27 ULTRASOUND EVALUATION OF THE UTERUS
Ultrasound is clearly the modality of choice for imaging the female pelvis, including the uterus and adnexal structures such as the ovaries and fallopian tubes. The endometrium, likewise, can be readily evaluated in the pre- and postmenopausal patient. In our clinical laboratory, a combination of transabdominal (transvesical) scanning as well as transvaginal examination are performed in most patients. This allows the examiner to evaluate the true pelvis in its entirety with a wide field of view, as well as using high-resolution interrogation of specific structures. Primary imaging with ultrasound in conjunction with clinical information guides optimal further imaging. When ultrasound fails to provide adequate information or does not answer the clinical question, further evaluation with magnetic resonance imaging (MRI) can be performed. This is discussed in detail in the chapter dedicated to the MRI of the uterus.
In this chapter, we discuss ultrasound evaluation of the normal uterus, anatomic variants, and its benign and malignant conditions. A discussion of the normal and abnormal endometrium in the patient that presents with abnormal uterine bleeding is presented in the following chapter.

**Given data:**
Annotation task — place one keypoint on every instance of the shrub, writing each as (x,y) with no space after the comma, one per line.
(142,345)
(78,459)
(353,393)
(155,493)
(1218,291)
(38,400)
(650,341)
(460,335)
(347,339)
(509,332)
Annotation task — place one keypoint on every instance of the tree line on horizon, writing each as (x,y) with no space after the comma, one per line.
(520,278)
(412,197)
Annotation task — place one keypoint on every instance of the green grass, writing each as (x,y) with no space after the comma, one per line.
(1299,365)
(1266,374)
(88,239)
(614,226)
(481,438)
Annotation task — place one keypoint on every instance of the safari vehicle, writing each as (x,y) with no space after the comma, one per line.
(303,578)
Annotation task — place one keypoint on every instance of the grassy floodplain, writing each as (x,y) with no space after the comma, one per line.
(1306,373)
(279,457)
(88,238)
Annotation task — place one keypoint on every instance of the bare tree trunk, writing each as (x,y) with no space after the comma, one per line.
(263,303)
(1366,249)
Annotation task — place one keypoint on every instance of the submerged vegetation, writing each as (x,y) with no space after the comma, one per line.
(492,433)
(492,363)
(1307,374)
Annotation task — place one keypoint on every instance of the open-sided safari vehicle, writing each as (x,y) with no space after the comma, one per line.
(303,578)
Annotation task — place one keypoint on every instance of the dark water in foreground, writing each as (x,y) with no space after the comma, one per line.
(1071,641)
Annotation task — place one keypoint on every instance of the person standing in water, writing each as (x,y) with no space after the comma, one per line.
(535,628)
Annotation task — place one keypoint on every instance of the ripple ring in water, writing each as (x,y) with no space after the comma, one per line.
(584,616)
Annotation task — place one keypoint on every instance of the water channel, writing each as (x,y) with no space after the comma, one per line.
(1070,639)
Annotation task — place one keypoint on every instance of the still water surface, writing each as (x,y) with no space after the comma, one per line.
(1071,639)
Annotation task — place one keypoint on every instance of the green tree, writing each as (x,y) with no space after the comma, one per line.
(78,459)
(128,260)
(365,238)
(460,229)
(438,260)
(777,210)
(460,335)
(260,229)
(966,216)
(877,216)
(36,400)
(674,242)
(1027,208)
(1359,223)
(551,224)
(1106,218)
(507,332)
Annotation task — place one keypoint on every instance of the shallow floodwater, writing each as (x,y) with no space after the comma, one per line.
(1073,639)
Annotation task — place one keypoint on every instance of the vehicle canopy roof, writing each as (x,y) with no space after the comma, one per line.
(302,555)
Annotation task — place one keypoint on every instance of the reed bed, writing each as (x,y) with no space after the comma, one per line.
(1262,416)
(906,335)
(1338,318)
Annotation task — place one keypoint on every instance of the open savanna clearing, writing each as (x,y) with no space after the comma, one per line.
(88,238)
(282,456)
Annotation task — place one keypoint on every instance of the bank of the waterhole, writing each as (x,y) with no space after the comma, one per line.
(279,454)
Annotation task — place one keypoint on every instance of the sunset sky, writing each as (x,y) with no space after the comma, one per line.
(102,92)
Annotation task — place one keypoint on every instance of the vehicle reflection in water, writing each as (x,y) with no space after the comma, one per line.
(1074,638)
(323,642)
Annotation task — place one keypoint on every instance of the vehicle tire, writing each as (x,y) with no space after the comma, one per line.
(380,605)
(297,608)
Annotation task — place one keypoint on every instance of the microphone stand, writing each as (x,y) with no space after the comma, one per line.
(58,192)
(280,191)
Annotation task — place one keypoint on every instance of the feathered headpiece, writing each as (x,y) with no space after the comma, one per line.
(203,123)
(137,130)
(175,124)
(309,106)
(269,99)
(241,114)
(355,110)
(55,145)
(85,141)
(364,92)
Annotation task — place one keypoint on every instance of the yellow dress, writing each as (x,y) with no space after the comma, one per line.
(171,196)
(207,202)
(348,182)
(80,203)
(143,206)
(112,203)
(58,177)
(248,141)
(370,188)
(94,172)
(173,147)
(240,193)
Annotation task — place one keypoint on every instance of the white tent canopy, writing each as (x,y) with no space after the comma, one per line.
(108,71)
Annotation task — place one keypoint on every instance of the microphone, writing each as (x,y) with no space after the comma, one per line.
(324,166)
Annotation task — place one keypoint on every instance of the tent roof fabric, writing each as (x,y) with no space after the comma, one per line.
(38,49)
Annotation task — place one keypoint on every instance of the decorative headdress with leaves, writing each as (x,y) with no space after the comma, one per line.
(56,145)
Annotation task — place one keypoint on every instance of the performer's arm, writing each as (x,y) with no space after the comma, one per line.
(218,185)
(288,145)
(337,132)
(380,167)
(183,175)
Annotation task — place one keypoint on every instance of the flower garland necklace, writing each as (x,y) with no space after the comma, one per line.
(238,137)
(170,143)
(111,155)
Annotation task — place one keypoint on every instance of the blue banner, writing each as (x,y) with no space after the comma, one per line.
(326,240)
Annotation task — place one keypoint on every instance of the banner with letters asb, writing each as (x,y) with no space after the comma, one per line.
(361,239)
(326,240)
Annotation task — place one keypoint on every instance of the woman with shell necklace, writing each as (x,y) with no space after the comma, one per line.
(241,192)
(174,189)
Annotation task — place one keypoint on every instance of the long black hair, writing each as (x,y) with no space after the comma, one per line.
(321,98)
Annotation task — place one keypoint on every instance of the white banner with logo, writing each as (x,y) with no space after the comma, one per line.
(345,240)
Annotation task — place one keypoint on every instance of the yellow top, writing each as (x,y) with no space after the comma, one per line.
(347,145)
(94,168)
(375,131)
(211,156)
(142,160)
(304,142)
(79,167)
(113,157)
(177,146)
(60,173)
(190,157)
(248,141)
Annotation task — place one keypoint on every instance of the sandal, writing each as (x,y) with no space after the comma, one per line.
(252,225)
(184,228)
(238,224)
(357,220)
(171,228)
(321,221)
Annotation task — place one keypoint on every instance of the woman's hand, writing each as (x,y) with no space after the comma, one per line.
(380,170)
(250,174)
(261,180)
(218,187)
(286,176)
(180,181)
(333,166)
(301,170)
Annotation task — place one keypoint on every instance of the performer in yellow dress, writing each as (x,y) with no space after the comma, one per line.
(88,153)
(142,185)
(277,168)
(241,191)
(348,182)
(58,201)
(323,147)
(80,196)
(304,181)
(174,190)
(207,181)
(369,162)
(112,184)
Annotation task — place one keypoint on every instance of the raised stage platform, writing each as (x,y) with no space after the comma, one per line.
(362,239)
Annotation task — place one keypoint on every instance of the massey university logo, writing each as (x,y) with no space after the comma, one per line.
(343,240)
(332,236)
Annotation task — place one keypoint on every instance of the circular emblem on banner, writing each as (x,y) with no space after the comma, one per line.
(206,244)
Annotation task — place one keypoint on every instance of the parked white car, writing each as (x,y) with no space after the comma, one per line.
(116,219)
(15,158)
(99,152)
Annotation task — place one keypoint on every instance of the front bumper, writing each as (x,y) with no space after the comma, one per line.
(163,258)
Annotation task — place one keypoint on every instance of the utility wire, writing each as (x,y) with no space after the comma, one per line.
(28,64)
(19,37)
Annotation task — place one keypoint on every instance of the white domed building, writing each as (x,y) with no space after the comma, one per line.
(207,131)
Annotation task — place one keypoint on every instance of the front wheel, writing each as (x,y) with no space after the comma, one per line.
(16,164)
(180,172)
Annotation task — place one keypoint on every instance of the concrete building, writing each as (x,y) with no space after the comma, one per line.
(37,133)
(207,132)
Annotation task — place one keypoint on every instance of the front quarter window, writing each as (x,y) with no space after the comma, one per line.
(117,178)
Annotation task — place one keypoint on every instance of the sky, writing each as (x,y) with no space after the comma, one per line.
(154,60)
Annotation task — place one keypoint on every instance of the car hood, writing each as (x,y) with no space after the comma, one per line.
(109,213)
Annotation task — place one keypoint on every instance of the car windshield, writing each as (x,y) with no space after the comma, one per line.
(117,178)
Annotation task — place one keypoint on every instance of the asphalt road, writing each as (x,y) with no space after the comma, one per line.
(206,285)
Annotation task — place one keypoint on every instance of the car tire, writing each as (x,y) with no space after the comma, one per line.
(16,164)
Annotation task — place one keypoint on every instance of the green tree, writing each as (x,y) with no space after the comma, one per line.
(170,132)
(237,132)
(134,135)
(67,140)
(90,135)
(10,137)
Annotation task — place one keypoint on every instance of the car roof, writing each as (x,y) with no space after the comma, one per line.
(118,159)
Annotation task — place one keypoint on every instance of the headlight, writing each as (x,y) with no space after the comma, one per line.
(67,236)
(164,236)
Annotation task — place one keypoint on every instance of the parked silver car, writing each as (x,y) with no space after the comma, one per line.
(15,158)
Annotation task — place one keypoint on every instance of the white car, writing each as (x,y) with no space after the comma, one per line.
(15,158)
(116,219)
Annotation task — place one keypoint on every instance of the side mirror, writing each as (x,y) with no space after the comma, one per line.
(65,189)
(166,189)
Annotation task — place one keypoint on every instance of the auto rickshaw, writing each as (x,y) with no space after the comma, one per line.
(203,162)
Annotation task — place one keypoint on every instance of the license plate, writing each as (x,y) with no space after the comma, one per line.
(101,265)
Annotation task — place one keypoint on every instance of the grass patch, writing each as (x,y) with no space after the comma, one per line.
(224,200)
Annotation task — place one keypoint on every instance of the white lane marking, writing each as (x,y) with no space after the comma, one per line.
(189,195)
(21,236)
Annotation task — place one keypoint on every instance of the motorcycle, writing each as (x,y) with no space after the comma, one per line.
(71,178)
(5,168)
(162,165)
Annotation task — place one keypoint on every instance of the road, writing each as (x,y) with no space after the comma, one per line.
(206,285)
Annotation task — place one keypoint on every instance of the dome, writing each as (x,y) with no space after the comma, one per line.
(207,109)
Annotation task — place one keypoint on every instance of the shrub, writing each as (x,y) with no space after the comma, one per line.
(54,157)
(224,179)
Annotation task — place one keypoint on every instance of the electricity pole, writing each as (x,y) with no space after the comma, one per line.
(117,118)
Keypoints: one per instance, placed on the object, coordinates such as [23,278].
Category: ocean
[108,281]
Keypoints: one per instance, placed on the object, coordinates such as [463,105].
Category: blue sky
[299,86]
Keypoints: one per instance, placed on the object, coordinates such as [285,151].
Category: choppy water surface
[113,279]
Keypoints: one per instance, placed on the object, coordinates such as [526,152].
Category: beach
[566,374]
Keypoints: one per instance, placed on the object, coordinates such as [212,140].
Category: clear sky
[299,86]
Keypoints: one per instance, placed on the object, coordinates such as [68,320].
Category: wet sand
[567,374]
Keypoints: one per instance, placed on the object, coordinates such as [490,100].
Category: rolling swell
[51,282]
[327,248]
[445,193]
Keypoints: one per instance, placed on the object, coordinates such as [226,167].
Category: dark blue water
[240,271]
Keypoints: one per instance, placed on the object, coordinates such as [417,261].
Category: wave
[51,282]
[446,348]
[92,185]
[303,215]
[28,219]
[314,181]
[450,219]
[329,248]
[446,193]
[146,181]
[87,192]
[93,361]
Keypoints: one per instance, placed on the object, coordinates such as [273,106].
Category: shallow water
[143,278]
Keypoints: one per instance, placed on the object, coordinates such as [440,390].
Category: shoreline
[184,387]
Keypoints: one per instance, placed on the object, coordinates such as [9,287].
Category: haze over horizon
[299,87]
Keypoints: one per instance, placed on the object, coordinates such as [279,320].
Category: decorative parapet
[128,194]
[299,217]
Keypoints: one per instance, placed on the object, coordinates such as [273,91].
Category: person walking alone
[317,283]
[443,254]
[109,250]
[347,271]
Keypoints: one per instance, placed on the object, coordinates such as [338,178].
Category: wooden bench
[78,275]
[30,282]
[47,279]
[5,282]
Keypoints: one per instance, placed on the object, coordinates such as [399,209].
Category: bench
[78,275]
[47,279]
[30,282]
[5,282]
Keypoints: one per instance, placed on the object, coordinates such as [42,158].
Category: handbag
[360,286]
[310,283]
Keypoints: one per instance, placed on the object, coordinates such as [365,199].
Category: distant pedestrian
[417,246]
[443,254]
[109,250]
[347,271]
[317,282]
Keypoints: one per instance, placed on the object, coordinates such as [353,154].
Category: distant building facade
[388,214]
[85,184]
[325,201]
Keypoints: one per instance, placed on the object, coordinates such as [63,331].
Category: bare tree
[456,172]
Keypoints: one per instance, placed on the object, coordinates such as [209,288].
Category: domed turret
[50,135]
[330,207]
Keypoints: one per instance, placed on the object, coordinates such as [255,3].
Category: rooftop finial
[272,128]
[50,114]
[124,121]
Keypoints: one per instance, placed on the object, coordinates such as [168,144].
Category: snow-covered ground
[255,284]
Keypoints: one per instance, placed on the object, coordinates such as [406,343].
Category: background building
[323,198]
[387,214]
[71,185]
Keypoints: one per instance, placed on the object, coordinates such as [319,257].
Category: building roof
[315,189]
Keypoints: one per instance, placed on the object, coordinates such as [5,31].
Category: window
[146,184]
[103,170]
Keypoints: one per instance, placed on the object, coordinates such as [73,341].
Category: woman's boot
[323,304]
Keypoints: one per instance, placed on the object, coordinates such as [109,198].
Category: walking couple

**Questions:**
- A) In the introduction on uterine ultrasound, what further evaluation can be performed when ultrasound does not answer the clinical question?
- B) Duplicate the passage of the uterine ultrasound introduction from "In this chapter, we" up to and including "the following chapter.".

**Solutions per task:**
- A) Magnetic resonance imaging (MRI).

- B)
In this chapter, we discuss ultrasound evaluation of the normal uterus, anatomic variants, and its benign and malignant conditions. A discussion of the normal and abnormal endometrium in the patient that presents with abnormal uterine bleeding is presented in the following chapter.